Problems to work on >>
1. Quote word for word the part of the entries that opens with the line containing "Target = wooden stave" and closes with the line containing "x=182 y=345", including both of those lines. Omit the picture.
2. Extend the passage on switched shunt capacitors and demand response, starting right after its final line.

Selected extract >>
-*-

2.1 Switched shunt capacitors

The switched shunt capacitors are used to securely optimize the grid operation. These capacitors are composed of blocks with fixed steps resulting in an equivalent shunt susceptance as follows:

 ${\displaystyle b_{ii}=\sum _{a=1}^{N_{a}}b_{a}x_{ak}}$
(9)

where ${\textstyle b_{ii}}$ is the resulting shunt susceptance at bus ${\textstyle i}$, ${\textstyle a}$ is the block, ${\textstyle b_{a}}$ is the susceptance step size, ${\textstyle k}$ is the current step position, and ${\textstyle N_{a}}$ is the number of shunt blocks.

2.2 Demand response

The demand response allows to increase or decrease the load with an associated cost to enhance the SCOPF. The demand response is subject to:

 ${\displaystyle t_{\min }\leq t\leq t_{\max }}$
(10)

-*-

Records >>
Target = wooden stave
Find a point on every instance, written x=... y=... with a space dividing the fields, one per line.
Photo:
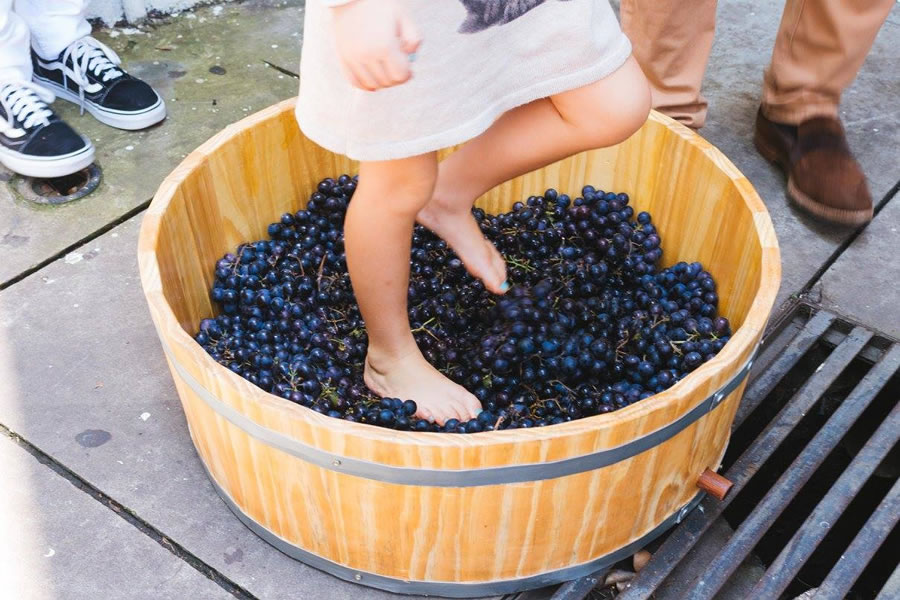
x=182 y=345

-*-

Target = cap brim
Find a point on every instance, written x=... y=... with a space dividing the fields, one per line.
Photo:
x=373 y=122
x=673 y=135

-*-

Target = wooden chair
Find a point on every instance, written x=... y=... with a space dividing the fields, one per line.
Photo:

-*-

Answers >>
1.
Target = wooden stave
Find a point on every instance, written x=... y=... with a space dividing the fields, one per line.
Photo:
x=182 y=345

2.
where ${\textstyle t}$ is the fraction of current load and ${\textstyle t_{\min }}$ and ${\textstyle t_{\max }}$ are the maximum and minimum fraction of load, respectively. Hence, the resulting active and reactive parts of the load are:

 ${\displaystyle P_{l_{i}}=P_{l_{i}}^{0}t_{i}}$
(11)
 ${\displaystyle Q_{l_{i}}=Q_{l_{i}}^{0}t_{i}}$
(12)

where ${\textstyle P_{l_{i}}}$, ${\textstyle Q_{l_{i}}}$ are the active and reactive demands at bus ${\textstyle i}$, respectively, and ${\textstyle P_{l_{i}}^{0}}$, ${\textstyle Q_{l_{i}}^{0}}$ are the active and reactive demand at a primary operating point. Additionally, the loads can be subject to ramp limits as follows:

 ${\displaystyle P_{l_{i}}^{0}-\Delta P_{l_{i}}^{d}\leq P_{l_{i}}\leq P_{l_{i}}^{0}+\Delta P_{l_{i}}^{u}}$
(13)

where ${\textstyle \Delta P_{l_{i}}^{rd}}$, ${\textstyle \Delta P_{l_{i}}^{ru}}$ are the down and upper ramp limits, respectively.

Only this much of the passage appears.